* _Problem description_
Copy every entry exactly.

* _Information provided_

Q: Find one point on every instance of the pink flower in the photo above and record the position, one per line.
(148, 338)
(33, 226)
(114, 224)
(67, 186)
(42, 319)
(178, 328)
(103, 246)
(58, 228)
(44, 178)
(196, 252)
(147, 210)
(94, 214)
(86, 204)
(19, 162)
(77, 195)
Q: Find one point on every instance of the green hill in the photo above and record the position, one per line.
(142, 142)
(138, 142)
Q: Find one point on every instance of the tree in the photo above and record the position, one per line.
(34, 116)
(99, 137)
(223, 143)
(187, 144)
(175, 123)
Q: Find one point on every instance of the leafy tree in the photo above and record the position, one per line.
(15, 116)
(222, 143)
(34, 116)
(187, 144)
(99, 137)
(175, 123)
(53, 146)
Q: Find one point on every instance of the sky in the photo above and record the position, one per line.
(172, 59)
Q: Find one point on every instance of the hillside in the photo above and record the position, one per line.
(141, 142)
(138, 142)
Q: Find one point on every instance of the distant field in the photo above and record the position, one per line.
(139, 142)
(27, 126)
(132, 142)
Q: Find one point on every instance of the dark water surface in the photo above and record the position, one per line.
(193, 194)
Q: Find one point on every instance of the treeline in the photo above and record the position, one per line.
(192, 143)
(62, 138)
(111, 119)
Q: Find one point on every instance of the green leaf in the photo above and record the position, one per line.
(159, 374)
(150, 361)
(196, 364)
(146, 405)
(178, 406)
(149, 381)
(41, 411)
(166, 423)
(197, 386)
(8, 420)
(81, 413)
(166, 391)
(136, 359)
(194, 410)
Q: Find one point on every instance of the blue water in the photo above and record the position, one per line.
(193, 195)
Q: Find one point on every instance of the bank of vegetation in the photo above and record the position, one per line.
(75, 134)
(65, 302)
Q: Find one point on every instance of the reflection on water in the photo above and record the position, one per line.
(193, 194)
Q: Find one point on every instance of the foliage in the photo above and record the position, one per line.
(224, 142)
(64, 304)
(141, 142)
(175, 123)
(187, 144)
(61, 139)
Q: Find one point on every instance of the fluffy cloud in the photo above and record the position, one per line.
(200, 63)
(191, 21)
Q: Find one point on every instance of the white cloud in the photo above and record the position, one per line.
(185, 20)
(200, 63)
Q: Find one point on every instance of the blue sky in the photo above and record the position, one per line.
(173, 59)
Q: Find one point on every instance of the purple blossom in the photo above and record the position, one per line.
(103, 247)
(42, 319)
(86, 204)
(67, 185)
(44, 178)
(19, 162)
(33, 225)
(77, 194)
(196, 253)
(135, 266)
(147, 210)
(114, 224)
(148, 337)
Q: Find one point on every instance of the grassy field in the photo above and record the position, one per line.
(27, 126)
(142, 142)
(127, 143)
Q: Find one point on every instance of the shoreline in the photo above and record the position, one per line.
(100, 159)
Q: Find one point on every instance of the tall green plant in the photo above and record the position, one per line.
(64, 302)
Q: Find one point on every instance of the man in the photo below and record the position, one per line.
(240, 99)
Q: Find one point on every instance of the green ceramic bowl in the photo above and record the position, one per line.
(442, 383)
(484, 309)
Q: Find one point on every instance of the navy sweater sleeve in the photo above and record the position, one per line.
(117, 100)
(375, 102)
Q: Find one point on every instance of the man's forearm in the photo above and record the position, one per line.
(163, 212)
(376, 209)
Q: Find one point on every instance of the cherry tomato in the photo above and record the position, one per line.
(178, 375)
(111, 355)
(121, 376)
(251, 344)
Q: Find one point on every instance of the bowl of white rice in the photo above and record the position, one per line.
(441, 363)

* _Output_
Q: Find one point on every instance of the pink flower in the photo above and record the position, one per line.
(148, 338)
(33, 226)
(114, 224)
(67, 186)
(42, 319)
(178, 328)
(103, 246)
(58, 228)
(44, 178)
(196, 252)
(147, 210)
(94, 214)
(86, 204)
(19, 162)
(77, 195)
Q: Find one point on every instance of the green hill in the photo above and record the position, one per line.
(142, 142)
(138, 142)
Q: Find one point on every instance of the tree in the photo above and record the position, one per line.
(34, 116)
(99, 137)
(223, 143)
(187, 144)
(175, 123)
Q: Find one point on every instance of the leafy tree in the photo above and record the position, one per line.
(15, 116)
(222, 143)
(34, 116)
(187, 144)
(99, 137)
(175, 123)
(53, 146)
Q: Find one point on every instance of the sky in the photo above and record the position, one per line.
(172, 59)
Q: Find one point on every instance of the hillside in the photo above and record the position, one per line.
(141, 142)
(138, 142)
Q: Find one point on every instance of the distant field in the photo above and record the position, one per line.
(139, 142)
(27, 126)
(132, 142)
Q: Find one point on every instance of the dark water surface in the photo above and record the position, one per line.
(193, 194)
Q: Find one point on every instance of the treeline in the photo above and record the position, one per line.
(192, 143)
(62, 138)
(111, 119)
Q: Find one point on every instance of the green leaf in the photo above and record the position, one per line.
(159, 374)
(150, 361)
(196, 364)
(146, 405)
(178, 406)
(149, 381)
(41, 411)
(166, 423)
(197, 386)
(8, 420)
(81, 413)
(166, 391)
(136, 359)
(194, 410)
Q: Find one point on every instance of the blue water in the photo above and record the position, one per line.
(193, 195)
Q: Find one point on every instance of the bank of vegetation in the photo above and record the position, one per line.
(75, 134)
(65, 302)
Q: Find one point on every instance of the reflection on water in the photo above and record the position, one per line.
(193, 194)
Q: Find one point on every instance of the foliage in the photo above and record the position, one per line.
(224, 142)
(64, 304)
(141, 142)
(175, 123)
(187, 144)
(61, 139)
Q: Find one point on every instance of the fluffy cloud in the photo above and record the position, one per line.
(200, 63)
(191, 21)
Q: Find one point on every instance of the white cloud in the photo above and record the position, one per line.
(185, 20)
(200, 63)
Q: Find one point on every instance of the blue sky in the photo above and record the position, one per line.
(173, 59)
Q: Find one point on every instance of the purple blossom in the photo above and record the position, one per line.
(103, 247)
(42, 319)
(86, 204)
(67, 185)
(44, 178)
(19, 162)
(33, 225)
(77, 194)
(196, 253)
(135, 266)
(147, 210)
(114, 224)
(148, 337)
Q: Find one point on every instance of the grassy field in the photo above and record the position, one per line.
(27, 126)
(142, 142)
(127, 143)
Q: Find one point on every instance of the shoreline in the photo above and record the position, one per line.
(100, 159)
Q: Find one point on every instance of the tall green plant in the photo above and record the position, one per line.
(64, 302)
Q: Find one point on every instance of the man in the photo below and record the position, one per line.
(240, 99)
Q: Find one point on every instance of the green ceramic bowl in the photo above and record the position, one per line.
(442, 383)
(484, 309)
Q: Find one point on every instance of the navy sweater sleeve in the photo above and record the position, one per line.
(117, 100)
(375, 102)
Q: Find one point on every instance of the man's forearm in the photo above and record the position, one per line.
(163, 212)
(376, 209)
Q: Find one point on every instance of the cherry tomato in the photo above and record the position, one per line.
(178, 375)
(111, 355)
(121, 376)
(251, 344)
Q: Find one point on every instance of the bowl of white rice in the photo above and record the position, one per line.
(441, 363)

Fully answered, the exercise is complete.